EXTRACT TO READ →
────

I’m of more than two minds on this whole workplace wellness thing. Like you, I have my share of people telling me what to do, and I don’t want my employer guiding my personal behavior and lifestyle choices with financial incentives attached to my health benefits plan. At the same time, I don’t want to pay higher premiums for my benefits because others in my risk-pool smoke. As an employer, why wouldn’t I do everything I could to improve the health of my workforce? Better health equals better business.
With my New Year’s resolution to eat right and exercise regularly out the window by noon on New Year’s Day, I’m not going to worry about it. I’m pretty sure that the federal government ultimately will sort it out and tell employers how they can legally influence what their workers have for lunch.
In one corner, you have the U.S. Equal Employment Opportunity Commission. Last May, the EEOC issued final regulations on how far employers can go with their workplace wellness programs without violating workers’ privacy rights or discriminating against them based on a disability or genetics (bit.ly/1XuR8kk). Under the final regulations, which, as of this writing, were scheduled to take effect on Jan. 1, workplace wellness programs must be voluntary. However, employers can entice workers to join by offering them up to 30 percent of their health benefit costs as a bonus or penalizing them up to 30 percent of their benefit costs. The final rules largely are unchanged from the proposed regulations, which we detailed in July 2015 (bit.ly/1Wxjs70) and again last January (bit.ly/1SSJlwG).

────

EXERCISE → Can you repeat the workplace wellness piece from "I’m of more" to "have for lunch.", swapping "premiums" for "rates"?

DATA EXTRACT →

────

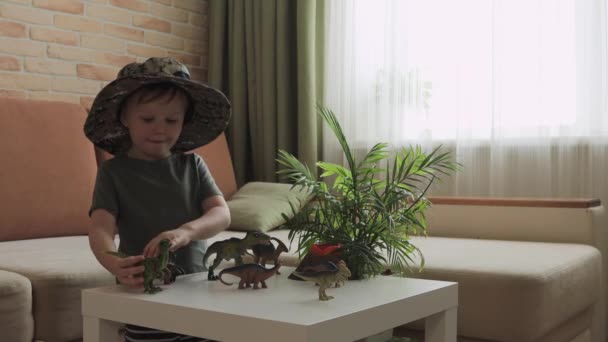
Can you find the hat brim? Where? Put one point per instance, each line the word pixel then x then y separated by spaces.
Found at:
pixel 210 113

────

ANSWER SECTION →
I’m of more than two minds on this whole workplace wellness thing. Like you, I have my share of people telling me what to do, and I don’t want my employer guiding my personal behavior and lifestyle choices with financial incentives attached to my health benefits plan. At the same time, I don’t want to pay higher rates for my benefits because others in my risk-pool smoke. As an employer, why wouldn’t I do everything I could to improve the health of my workforce? Better health equals better business.
With my New Year’s resolution to eat right and exercise regularly out the window by noon on New Year’s Day, I’m not going to worry about it. I’m pretty sure that the federal government ultimately will sort it out and tell employers how they can legally influence what their workers have for lunch.